→ EXERCISE GOAL: Retype exactly the lines from the line with "each like (297,145)." to the end of the data, keeping both boundary lines.
**** DATASET ENTRIES ****
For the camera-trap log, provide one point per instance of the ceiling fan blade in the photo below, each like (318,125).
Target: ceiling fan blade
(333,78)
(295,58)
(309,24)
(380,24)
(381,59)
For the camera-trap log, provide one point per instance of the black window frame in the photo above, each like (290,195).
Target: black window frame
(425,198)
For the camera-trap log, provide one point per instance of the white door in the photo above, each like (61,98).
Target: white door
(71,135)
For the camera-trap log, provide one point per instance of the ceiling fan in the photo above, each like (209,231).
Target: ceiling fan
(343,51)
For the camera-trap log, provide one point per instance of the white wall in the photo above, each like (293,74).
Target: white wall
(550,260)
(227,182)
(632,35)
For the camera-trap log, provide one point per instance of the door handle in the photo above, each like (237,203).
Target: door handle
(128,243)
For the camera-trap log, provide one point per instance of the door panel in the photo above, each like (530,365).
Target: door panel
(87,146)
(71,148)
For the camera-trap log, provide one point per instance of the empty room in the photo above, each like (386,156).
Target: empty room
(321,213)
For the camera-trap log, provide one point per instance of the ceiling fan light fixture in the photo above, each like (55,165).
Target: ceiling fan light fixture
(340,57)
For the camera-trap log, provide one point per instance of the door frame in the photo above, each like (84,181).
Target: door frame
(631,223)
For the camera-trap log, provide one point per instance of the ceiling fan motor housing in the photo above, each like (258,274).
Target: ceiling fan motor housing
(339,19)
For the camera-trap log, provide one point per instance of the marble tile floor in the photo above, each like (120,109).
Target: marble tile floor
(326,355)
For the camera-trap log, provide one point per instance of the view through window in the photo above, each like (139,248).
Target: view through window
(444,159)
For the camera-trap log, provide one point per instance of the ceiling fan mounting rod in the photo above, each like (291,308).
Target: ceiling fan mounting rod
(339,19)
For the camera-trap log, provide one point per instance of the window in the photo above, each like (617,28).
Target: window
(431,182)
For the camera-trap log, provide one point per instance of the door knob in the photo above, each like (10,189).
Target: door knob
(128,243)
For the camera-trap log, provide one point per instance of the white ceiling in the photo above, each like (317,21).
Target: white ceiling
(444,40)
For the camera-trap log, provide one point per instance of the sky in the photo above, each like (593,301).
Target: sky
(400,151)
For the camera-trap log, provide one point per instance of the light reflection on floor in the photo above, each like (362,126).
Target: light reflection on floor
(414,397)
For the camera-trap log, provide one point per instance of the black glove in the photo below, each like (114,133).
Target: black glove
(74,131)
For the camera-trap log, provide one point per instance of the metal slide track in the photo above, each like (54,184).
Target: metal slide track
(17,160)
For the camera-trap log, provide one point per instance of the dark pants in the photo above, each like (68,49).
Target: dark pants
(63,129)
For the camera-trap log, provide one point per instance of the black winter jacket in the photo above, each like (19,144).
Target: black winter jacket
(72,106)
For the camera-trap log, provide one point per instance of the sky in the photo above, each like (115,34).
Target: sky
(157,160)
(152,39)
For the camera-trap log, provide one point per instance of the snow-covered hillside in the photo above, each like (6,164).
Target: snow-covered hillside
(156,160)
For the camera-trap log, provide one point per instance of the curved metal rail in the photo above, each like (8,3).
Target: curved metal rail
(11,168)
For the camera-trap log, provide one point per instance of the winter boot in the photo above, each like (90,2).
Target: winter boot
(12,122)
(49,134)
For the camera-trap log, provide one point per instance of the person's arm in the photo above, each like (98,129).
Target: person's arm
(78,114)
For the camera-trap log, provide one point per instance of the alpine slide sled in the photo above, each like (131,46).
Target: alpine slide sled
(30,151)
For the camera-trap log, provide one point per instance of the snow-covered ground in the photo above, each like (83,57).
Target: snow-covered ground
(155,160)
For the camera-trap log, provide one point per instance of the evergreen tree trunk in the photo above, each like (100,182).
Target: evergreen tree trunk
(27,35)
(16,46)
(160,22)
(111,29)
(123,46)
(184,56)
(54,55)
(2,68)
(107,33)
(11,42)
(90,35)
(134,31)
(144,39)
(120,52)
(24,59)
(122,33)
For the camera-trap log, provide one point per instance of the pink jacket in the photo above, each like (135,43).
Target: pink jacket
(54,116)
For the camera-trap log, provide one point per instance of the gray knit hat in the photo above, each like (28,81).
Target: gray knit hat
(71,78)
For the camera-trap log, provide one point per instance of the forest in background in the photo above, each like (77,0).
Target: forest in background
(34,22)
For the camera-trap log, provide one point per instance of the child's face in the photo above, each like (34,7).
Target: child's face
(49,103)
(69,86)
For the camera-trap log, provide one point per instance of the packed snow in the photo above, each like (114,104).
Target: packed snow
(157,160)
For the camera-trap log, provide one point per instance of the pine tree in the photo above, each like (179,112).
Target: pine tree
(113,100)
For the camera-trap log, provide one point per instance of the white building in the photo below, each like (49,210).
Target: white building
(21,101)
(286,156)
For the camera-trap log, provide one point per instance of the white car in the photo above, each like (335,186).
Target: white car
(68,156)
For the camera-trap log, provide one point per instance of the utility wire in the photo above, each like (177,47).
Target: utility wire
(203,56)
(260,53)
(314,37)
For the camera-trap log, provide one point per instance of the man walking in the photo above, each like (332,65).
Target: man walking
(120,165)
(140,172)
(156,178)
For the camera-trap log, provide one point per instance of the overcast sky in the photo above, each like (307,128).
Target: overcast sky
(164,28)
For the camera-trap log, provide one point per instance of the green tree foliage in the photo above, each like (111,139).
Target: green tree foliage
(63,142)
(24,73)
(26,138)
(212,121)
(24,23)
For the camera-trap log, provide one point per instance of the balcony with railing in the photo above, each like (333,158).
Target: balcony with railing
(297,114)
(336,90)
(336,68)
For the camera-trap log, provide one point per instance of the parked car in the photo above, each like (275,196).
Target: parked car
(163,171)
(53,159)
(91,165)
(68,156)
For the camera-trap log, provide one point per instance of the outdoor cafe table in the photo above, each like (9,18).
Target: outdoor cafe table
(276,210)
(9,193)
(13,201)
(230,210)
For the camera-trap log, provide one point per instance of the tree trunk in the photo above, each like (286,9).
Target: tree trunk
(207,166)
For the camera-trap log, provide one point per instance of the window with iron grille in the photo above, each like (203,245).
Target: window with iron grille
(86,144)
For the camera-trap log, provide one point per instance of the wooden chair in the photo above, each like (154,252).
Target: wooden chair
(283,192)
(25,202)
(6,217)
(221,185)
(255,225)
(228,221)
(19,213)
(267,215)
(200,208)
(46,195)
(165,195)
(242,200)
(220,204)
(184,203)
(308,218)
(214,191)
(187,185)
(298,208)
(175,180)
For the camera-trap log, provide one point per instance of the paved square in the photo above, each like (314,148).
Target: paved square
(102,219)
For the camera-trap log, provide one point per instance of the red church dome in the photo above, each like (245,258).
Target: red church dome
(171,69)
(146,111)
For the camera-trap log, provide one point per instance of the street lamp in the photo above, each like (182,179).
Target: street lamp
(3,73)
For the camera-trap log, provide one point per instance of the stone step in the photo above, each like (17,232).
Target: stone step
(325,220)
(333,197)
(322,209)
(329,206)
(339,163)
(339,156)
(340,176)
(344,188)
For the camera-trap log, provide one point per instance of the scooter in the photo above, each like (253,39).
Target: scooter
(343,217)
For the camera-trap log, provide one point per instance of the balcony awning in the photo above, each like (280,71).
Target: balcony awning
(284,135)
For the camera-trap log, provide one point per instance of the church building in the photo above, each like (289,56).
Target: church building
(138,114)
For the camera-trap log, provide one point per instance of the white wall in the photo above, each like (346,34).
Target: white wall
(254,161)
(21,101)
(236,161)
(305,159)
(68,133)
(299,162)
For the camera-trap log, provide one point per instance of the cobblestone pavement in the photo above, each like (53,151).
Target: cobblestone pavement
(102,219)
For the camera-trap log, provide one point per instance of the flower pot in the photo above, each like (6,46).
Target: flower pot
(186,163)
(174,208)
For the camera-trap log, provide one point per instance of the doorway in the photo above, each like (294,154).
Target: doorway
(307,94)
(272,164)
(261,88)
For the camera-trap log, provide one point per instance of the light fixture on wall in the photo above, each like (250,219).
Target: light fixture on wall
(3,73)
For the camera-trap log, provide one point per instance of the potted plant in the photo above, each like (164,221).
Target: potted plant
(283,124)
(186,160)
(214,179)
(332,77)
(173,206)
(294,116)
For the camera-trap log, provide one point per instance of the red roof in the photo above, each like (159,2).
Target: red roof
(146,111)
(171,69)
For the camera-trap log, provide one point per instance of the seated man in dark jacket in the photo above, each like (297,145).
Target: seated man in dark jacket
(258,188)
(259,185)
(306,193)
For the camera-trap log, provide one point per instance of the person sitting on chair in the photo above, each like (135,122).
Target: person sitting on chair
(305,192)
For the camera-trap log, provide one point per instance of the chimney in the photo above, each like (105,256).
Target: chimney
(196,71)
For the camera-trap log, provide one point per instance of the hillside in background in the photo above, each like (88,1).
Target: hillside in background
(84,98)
****
→ EXPECTED OUTPUT:
For the camera-trap log, provide one point per instance of the seated man in dark jacket in the photo above, each like (297,145).
Target: seated man in dark jacket
(258,188)
(259,185)
(306,193)
For the camera-trap log, provide one point per instance of the person sitting on chair in the photo above, each like (135,122).
Target: person sitting on chair
(305,192)
For the camera-trap log, provide one point per instance of the chimney in the photo above, each like (105,256).
Target: chimney
(196,71)
For the camera-trap log, provide one point per instance of the hillside in background in the photo above, each like (88,1).
Target: hillside in background
(84,98)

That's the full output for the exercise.